(Items from a dataset)
○ ○ ○ ○ ○ ○ ○
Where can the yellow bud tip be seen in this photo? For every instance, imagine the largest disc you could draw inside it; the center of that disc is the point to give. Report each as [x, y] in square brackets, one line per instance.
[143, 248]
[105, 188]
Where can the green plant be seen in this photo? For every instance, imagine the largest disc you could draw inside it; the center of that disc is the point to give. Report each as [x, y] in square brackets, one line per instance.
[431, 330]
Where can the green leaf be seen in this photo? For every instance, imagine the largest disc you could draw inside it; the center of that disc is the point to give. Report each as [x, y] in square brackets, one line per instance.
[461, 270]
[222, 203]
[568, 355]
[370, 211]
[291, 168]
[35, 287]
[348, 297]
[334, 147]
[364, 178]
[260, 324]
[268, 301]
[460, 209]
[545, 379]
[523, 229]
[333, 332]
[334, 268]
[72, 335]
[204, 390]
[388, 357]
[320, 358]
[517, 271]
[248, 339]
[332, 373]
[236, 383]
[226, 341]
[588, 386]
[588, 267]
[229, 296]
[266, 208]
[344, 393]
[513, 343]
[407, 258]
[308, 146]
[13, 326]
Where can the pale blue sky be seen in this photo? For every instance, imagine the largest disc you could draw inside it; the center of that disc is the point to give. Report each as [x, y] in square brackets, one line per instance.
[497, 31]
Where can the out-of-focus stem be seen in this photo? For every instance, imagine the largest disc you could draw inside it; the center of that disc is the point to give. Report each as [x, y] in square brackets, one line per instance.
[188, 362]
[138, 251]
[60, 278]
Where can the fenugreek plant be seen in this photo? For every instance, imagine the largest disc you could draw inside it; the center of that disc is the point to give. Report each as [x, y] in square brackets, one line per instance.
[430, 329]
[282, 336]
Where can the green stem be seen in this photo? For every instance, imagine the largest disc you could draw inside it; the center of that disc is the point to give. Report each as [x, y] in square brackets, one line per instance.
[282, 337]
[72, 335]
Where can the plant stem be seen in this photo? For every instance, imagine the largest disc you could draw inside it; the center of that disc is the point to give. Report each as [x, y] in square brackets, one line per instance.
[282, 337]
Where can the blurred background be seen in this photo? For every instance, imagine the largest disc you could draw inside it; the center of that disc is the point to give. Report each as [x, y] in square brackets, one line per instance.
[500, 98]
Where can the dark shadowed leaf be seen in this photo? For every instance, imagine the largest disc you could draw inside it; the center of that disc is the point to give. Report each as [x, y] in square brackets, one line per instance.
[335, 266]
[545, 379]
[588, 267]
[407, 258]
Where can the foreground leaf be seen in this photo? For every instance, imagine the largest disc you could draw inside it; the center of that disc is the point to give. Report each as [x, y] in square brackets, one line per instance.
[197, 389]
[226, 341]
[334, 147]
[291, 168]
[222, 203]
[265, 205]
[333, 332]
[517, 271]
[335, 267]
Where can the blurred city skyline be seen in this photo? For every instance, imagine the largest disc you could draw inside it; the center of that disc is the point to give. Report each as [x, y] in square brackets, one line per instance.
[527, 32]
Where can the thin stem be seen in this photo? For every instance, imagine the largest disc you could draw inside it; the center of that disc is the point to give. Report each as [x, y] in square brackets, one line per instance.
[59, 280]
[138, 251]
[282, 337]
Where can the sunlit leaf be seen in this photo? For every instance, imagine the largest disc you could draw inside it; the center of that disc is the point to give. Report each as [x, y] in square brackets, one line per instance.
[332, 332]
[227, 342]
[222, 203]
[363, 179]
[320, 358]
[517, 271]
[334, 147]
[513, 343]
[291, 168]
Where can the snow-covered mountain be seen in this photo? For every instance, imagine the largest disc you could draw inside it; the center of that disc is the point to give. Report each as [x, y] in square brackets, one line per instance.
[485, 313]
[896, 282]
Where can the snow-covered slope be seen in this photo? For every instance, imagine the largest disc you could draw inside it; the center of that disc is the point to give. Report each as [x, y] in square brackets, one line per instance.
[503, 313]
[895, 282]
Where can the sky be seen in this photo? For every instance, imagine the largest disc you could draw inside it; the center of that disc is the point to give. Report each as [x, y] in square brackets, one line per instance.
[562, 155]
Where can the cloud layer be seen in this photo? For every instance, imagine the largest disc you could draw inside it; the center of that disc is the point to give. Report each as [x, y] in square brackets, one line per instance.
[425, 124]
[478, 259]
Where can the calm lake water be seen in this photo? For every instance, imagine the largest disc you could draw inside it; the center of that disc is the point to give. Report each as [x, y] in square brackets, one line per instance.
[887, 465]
○ ○ ○ ○ ○ ○ ○
SET TASK >> Print out every entry, keeping each one exact.

OUTPUT OF THE EXERCISE >>
Where can the yellow bud tip be seen in this photo? For every instance, imagine the largest disc you could draw inside it; the center of that disc is the point to give. Report each as [x, y] in square brackets, one line per instance.
[143, 248]
[105, 188]
Where can the green plant be seen in this photo? For every instance, imagine the largest disc you could draw inside it; the center of that disc is the point to give. Report each as [x, y] in square brackets, one line per instance.
[431, 330]
Where can the green leaf be seen in this photo? For every instance, imagine the largest disc you could draw inside it; the center of that disc is the point to give. Report each as [x, y] in square brackets, one line per instance.
[461, 270]
[222, 203]
[568, 355]
[370, 211]
[291, 168]
[35, 287]
[348, 297]
[334, 147]
[364, 178]
[260, 324]
[268, 301]
[460, 209]
[545, 379]
[523, 229]
[333, 332]
[334, 268]
[72, 335]
[204, 390]
[388, 357]
[320, 358]
[517, 271]
[248, 339]
[332, 373]
[236, 383]
[226, 341]
[588, 386]
[588, 267]
[229, 296]
[266, 208]
[344, 393]
[513, 343]
[407, 258]
[308, 146]
[13, 326]
Where can the pale blue sky be seen in this photo? For every instance, imagine the largest disc you could draw inside it; the center of that disc is the point to give. Report each as [x, y] in square brackets, one line per instance.
[497, 31]
Where can the out-of-focus stem be seen in this photo? For every instance, imagine the largest disc you could draw inside it; the center of that disc is the point to give. Report each as [x, y] in square brackets, one line per instance.
[188, 362]
[138, 251]
[60, 278]
Where can the fenugreek plant be seen in this photo? For every instance, imagine the largest disc you could draw inside it; the center of that disc is the point to give. Report each as [x, y] in square brackets, one line per instance.
[430, 329]
[282, 336]
Where can the green stem be seen in this photo? For every instance, imagine the largest disc you could draw inside it; the center of that disc is the point to give. Report each as [x, y] in square brackets, one line per instance.
[282, 337]
[72, 335]
Where can the plant stem be seen in this photo? For every instance, imagine the largest disc you could draw inside it; the center of that disc is the point to give. Report each as [x, y] in square brackets, one line per instance.
[282, 337]
Where can the blurred background be seen in this photo? For every instance, imagine the largest disc you could draw inside it; the center of that disc is the point to give. Report each as [x, y] in square brackets, one line per instance.
[500, 98]
Where can the dark shadowed leaf be seen in this photo? For every instance, imagine the largest disc you could draw inside it; the center of that disc is the point to give. Report each as [x, y] in square brackets, one line per instance.
[335, 266]
[545, 379]
[588, 267]
[407, 258]
Where can the foreground leaf be seen in this photo? For every instance, imagine the largest disc you could draw inside it; the center of that disc is the point to give. Report each as [x, y] in square brackets, one line per instance.
[197, 389]
[226, 341]
[334, 147]
[291, 168]
[222, 203]
[265, 205]
[333, 332]
[517, 271]
[335, 267]
Where can the blurred city skyline be seen in this photo? For every instance, imagine the largest disc you could draw inside it; the center of that disc is the point to give. Report each as [x, y] in square brackets, one line per instance.
[527, 32]
Where can the thin stem be seen in this photo? For every instance, imagine the largest disc you could draw inside it; the center of that disc is the point to give. Report each as [x, y] in square brackets, one line per instance.
[59, 280]
[138, 251]
[282, 337]
Where can the sunlit leaf be seen in this photo? For every instance, imagine the largest disc you could draw inside it; the center of that disc is the point to give. Report each as [x, y] in square brackets, one line per instance.
[332, 332]
[227, 342]
[222, 203]
[363, 179]
[320, 358]
[517, 271]
[334, 147]
[513, 343]
[291, 168]
Where can the snow-covered mountain be seen in this photo? For every instance, imagine the largest disc you could draw inside it; the center of that disc is the point to give. Report each as [x, y] in square brackets, one line per instance.
[485, 313]
[896, 282]
Where can the snow-covered slope be seen in this photo? For every instance, imagine the largest disc you could draw inside it; the center of that disc is the point to give. Report each as [x, y] in square brackets, one line per instance.
[503, 313]
[895, 282]
Where can the sky be seen in this photo? For every instance, imagine the largest disc you could draw inside it; the center of that disc is the point to give. Report each as [x, y] in square brackets, one line per instance.
[562, 155]
Where can the cloud layer be seen in this photo? For every instance, imagine the largest disc you could draw inside it; the center of that disc is the point to give. Report each as [x, y] in square brackets, one line per instance.
[425, 124]
[478, 259]
Where can the calm lake water be seen in this photo? For every instance, imagine the largest disc you could draw inside it; the center of that disc is the point to give. Report each as [x, y] in square brackets, one line per instance.
[887, 465]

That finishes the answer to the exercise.